__Exercise objective__
Format the rows below as a Markdown table with two columns, Index and Entry. Put each row's sequential number under Index and the row itself under Entry, leaving out any blank lines.
==== Provided data ====
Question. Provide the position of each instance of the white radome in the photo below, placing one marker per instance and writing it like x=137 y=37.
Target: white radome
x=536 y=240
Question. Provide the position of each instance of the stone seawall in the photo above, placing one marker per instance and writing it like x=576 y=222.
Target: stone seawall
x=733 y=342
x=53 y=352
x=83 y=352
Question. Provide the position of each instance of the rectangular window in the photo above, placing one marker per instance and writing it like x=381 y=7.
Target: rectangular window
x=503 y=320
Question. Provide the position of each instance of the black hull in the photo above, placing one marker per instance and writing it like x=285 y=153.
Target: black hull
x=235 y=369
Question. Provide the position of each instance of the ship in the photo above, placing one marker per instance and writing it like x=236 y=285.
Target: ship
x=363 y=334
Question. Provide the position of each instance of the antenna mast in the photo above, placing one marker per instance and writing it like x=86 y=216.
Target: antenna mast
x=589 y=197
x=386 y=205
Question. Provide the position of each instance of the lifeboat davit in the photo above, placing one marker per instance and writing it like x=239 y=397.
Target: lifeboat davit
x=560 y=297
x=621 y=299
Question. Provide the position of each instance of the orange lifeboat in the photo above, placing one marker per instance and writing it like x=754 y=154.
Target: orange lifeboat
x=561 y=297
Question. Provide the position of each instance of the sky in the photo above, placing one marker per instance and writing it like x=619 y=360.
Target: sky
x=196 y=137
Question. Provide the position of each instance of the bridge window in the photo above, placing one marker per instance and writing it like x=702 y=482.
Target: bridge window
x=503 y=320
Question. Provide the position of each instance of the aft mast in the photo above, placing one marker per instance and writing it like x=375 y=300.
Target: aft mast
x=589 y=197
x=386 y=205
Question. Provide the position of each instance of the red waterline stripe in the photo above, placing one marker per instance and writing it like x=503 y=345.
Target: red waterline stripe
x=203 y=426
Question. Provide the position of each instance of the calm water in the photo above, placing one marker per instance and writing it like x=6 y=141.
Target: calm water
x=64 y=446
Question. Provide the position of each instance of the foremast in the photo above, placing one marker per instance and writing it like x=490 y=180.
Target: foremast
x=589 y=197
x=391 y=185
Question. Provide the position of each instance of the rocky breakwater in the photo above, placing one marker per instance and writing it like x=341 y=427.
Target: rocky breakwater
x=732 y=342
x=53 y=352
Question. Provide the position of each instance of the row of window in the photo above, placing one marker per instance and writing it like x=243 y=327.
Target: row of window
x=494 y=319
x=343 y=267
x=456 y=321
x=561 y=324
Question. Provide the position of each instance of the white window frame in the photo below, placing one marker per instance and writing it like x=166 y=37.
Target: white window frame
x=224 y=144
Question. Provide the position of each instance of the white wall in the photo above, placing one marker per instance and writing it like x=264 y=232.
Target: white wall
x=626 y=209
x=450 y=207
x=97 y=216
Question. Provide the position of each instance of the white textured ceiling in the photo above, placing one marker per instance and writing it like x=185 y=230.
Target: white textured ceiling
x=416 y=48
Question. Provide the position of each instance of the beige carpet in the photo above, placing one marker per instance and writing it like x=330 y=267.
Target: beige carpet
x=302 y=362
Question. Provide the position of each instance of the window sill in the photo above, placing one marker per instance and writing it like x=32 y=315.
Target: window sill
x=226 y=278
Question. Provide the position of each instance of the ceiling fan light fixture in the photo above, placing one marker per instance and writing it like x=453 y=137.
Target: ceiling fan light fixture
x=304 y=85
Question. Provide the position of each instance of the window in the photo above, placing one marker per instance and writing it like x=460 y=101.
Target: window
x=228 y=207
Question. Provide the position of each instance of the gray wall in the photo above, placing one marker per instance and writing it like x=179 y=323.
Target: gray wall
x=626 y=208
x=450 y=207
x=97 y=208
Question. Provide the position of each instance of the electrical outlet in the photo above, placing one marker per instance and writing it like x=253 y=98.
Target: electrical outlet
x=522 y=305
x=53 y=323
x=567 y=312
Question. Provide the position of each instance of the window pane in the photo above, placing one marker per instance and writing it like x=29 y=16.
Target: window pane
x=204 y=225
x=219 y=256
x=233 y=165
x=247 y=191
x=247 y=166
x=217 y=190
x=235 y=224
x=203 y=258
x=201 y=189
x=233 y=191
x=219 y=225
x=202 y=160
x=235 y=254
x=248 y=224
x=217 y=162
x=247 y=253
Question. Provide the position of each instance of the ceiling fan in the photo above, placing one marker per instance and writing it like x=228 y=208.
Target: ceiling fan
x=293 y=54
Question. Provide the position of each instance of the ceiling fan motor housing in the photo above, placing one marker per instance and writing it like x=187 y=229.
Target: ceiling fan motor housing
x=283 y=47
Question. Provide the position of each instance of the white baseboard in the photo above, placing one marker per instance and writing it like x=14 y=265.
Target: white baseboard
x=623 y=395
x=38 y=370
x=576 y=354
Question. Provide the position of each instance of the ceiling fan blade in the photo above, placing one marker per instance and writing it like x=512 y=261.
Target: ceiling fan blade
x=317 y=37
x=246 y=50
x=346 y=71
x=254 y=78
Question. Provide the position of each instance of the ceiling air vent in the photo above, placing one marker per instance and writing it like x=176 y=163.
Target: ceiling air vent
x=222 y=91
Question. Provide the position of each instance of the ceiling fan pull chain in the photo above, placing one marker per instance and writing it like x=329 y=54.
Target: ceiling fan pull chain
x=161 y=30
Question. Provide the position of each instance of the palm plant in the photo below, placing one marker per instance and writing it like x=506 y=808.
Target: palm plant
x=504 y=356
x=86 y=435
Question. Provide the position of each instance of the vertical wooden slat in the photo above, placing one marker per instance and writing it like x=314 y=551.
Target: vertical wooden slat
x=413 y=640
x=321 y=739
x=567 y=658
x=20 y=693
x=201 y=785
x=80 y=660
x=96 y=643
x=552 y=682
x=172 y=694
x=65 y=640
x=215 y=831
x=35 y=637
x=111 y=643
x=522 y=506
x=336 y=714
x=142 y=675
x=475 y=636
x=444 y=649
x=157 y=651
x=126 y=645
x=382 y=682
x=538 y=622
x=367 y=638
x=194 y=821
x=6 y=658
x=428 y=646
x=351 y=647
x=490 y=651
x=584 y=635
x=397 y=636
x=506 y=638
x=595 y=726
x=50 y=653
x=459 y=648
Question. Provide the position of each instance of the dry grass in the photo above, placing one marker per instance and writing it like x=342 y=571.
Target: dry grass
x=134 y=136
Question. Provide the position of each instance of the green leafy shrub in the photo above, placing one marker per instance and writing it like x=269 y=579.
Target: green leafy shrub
====
__Answer to this exercise__
| Index | Entry |
|---|---|
| 1 | Question. Provide the position of each instance of the white radome in the photo below, placing one marker per instance and writing it like x=137 y=37. |
| 2 | Target: white radome |
| 3 | x=536 y=240 |
| 4 | Question. Provide the position of each instance of the stone seawall in the photo above, placing one marker per instance and writing it like x=576 y=222. |
| 5 | Target: stone seawall |
| 6 | x=733 y=342 |
| 7 | x=53 y=352 |
| 8 | x=83 y=352 |
| 9 | Question. Provide the position of each instance of the rectangular window in the photo above, placing one marker per instance and writing it like x=381 y=7. |
| 10 | Target: rectangular window |
| 11 | x=503 y=320 |
| 12 | Question. Provide the position of each instance of the black hull in the photo above, placing one marker per instance and writing it like x=285 y=153. |
| 13 | Target: black hull |
| 14 | x=235 y=369 |
| 15 | Question. Provide the position of each instance of the ship in the photo above, placing one marker per instance and writing it like x=236 y=285. |
| 16 | Target: ship |
| 17 | x=363 y=334 |
| 18 | Question. Provide the position of each instance of the antenna mast in the photo above, placing one marker per instance and writing it like x=86 y=216. |
| 19 | Target: antenna mast |
| 20 | x=589 y=197 |
| 21 | x=386 y=205 |
| 22 | Question. Provide the position of each instance of the lifeboat davit in the photo above, placing one marker per instance and writing it like x=239 y=397. |
| 23 | Target: lifeboat davit |
| 24 | x=560 y=297 |
| 25 | x=621 y=299 |
| 26 | Question. Provide the position of each instance of the orange lifeboat in the photo above, placing one marker per instance and writing it like x=754 y=154. |
| 27 | Target: orange lifeboat |
| 28 | x=561 y=297 |
| 29 | Question. Provide the position of each instance of the sky in the photo above, placing one marker per instance and writing it like x=619 y=360. |
| 30 | Target: sky |
| 31 | x=196 y=137 |
| 32 | Question. Provide the position of each instance of the bridge window in the photo above, placing one marker per instance and writing it like x=702 y=482. |
| 33 | Target: bridge window |
| 34 | x=503 y=320 |
| 35 | Question. Provide the position of each instance of the aft mast in the photo above, placing one marker per instance and writing it like x=375 y=300. |
| 36 | Target: aft mast |
| 37 | x=589 y=197 |
| 38 | x=386 y=205 |
| 39 | Question. Provide the position of each instance of the red waterline stripe in the photo above, placing one marker per instance and writing it like x=503 y=345. |
| 40 | Target: red waterline stripe |
| 41 | x=203 y=426 |
| 42 | Question. Provide the position of each instance of the calm water in the photo above, placing one marker per instance and writing it like x=6 y=141. |
| 43 | Target: calm water |
| 44 | x=64 y=446 |
| 45 | Question. Provide the position of each instance of the foremast in the photo above, placing one marker per instance and writing it like x=490 y=180. |
| 46 | Target: foremast |
| 47 | x=589 y=197 |
| 48 | x=391 y=185 |
| 49 | Question. Provide the position of each instance of the rocky breakwater in the photo above, placing one marker per instance and writing it like x=341 y=427. |
| 50 | Target: rocky breakwater |
| 51 | x=732 y=342 |
| 52 | x=53 y=352 |
| 53 | Question. Provide the position of each instance of the row of window in the photo above, placing one marker per instance and writing it like x=243 y=327. |
| 54 | Target: row of window |
| 55 | x=494 y=319 |
| 56 | x=343 y=267 |
| 57 | x=456 y=321 |
| 58 | x=561 y=324 |
| 59 | Question. Provide the position of each instance of the white window frame in the photo below, placing one marker per instance and writing it like x=166 y=37. |
| 60 | Target: white window frame |
| 61 | x=224 y=144 |
| 62 | Question. Provide the position of each instance of the white wall in the photo above, placing one marker per instance and writing it like x=264 y=232. |
| 63 | Target: white wall |
| 64 | x=626 y=209 |
| 65 | x=450 y=207 |
| 66 | x=97 y=216 |
| 67 | Question. Provide the position of each instance of the white textured ceiling in the photo above, placing one marker per instance and writing it like x=185 y=230. |
| 68 | Target: white textured ceiling |
| 69 | x=416 y=48 |
| 70 | Question. Provide the position of each instance of the beige carpet in the photo above, placing one marker per instance and writing it like x=330 y=267. |
| 71 | Target: beige carpet |
| 72 | x=302 y=362 |
| 73 | Question. Provide the position of each instance of the window sill in the photo above, placing one marker per instance and writing it like x=32 y=315. |
| 74 | Target: window sill |
| 75 | x=226 y=278 |
| 76 | Question. Provide the position of each instance of the ceiling fan light fixture in the photo above, placing one marker per instance and writing it like x=453 y=137. |
| 77 | Target: ceiling fan light fixture |
| 78 | x=304 y=85 |
| 79 | Question. Provide the position of each instance of the window in the photo above, placing one marker per instance and writing it like x=460 y=101. |
| 80 | Target: window |
| 81 | x=228 y=207 |
| 82 | Question. Provide the position of each instance of the gray wall in the photo above, placing one marker per instance and writing it like x=179 y=323. |
| 83 | Target: gray wall |
| 84 | x=626 y=208 |
| 85 | x=450 y=207 |
| 86 | x=97 y=208 |
| 87 | Question. Provide the position of each instance of the electrical outlet in the photo above, placing one marker per instance and writing it like x=253 y=98. |
| 88 | Target: electrical outlet |
| 89 | x=522 y=305 |
| 90 | x=53 y=323 |
| 91 | x=567 y=312 |
| 92 | Question. Provide the position of each instance of the window pane in the photo above, placing one marker per instance and writing it like x=29 y=16. |
| 93 | Target: window pane |
| 94 | x=204 y=225 |
| 95 | x=219 y=256 |
| 96 | x=233 y=165 |
| 97 | x=247 y=191 |
| 98 | x=247 y=166 |
| 99 | x=217 y=190 |
| 100 | x=235 y=224 |
| 101 | x=203 y=258 |
| 102 | x=201 y=189 |
| 103 | x=233 y=191 |
| 104 | x=219 y=225 |
| 105 | x=202 y=160 |
| 106 | x=235 y=254 |
| 107 | x=248 y=224 |
| 108 | x=217 y=162 |
| 109 | x=247 y=253 |
| 110 | Question. Provide the position of each instance of the ceiling fan in the photo above, placing one marker per instance and writing it like x=228 y=208. |
| 111 | Target: ceiling fan |
| 112 | x=293 y=54 |
| 113 | Question. Provide the position of each instance of the ceiling fan motor housing in the photo above, placing one marker per instance and writing it like x=187 y=229. |
| 114 | Target: ceiling fan motor housing |
| 115 | x=283 y=47 |
| 116 | Question. Provide the position of each instance of the white baseboard in the photo above, placing one marker per instance and writing it like x=14 y=265. |
| 117 | Target: white baseboard |
| 118 | x=623 y=395 |
| 119 | x=38 y=370 |
| 120 | x=576 y=354 |
| 121 | Question. Provide the position of each instance of the ceiling fan blade in the photo above, placing one marker per instance and writing it like x=512 y=261. |
| 122 | Target: ceiling fan blade |
| 123 | x=317 y=37 |
| 124 | x=246 y=50 |
| 125 | x=346 y=71 |
| 126 | x=254 y=78 |
| 127 | Question. Provide the position of each instance of the ceiling air vent in the photo above, placing one marker per instance and writing it like x=176 y=163. |
| 128 | Target: ceiling air vent |
| 129 | x=222 y=91 |
| 130 | Question. Provide the position of each instance of the ceiling fan pull chain in the photo above, placing one marker per instance and writing it like x=329 y=54. |
| 131 | Target: ceiling fan pull chain |
| 132 | x=161 y=30 |
| 133 | Question. Provide the position of each instance of the palm plant in the photo below, placing one marker per instance and writing it like x=506 y=808. |
| 134 | Target: palm plant |
| 135 | x=504 y=356 |
| 136 | x=86 y=435 |
| 137 | Question. Provide the position of each instance of the vertical wooden slat in the photo above, placing one marker per instance and writing it like x=314 y=551. |
| 138 | Target: vertical wooden slat |
| 139 | x=413 y=640 |
| 140 | x=321 y=739 |
| 141 | x=567 y=658 |
| 142 | x=20 y=693 |
| 143 | x=201 y=785 |
| 144 | x=80 y=660 |
| 145 | x=96 y=643 |
| 146 | x=552 y=682 |
| 147 | x=172 y=694 |
| 148 | x=65 y=640 |
| 149 | x=215 y=831 |
| 150 | x=35 y=637 |
| 151 | x=111 y=643 |
| 152 | x=522 y=506 |
| 153 | x=336 y=714 |
| 154 | x=142 y=675 |
| 155 | x=475 y=636 |
| 156 | x=444 y=649 |
| 157 | x=157 y=651 |
| 158 | x=126 y=645 |
| 159 | x=382 y=682 |
| 160 | x=538 y=622 |
| 161 | x=367 y=638 |
| 162 | x=194 y=821 |
| 163 | x=6 y=658 |
| 164 | x=428 y=646 |
| 165 | x=351 y=647 |
| 166 | x=490 y=651 |
| 167 | x=584 y=635 |
| 168 | x=397 y=636 |
| 169 | x=506 y=638 |
| 170 | x=595 y=726 |
| 171 | x=50 y=653 |
| 172 | x=459 y=648 |
| 173 | Question. Provide the position of each instance of the dry grass in the photo above, placing one marker per instance and writing it like x=342 y=571. |
| 174 | Target: dry grass |
| 175 | x=134 y=136 |
| 176 | Question. Provide the position of each instance of the green leafy shrub in the photo above, placing one marker per instance and writing it like x=269 y=579. |
| 177 | Target: green leafy shrub |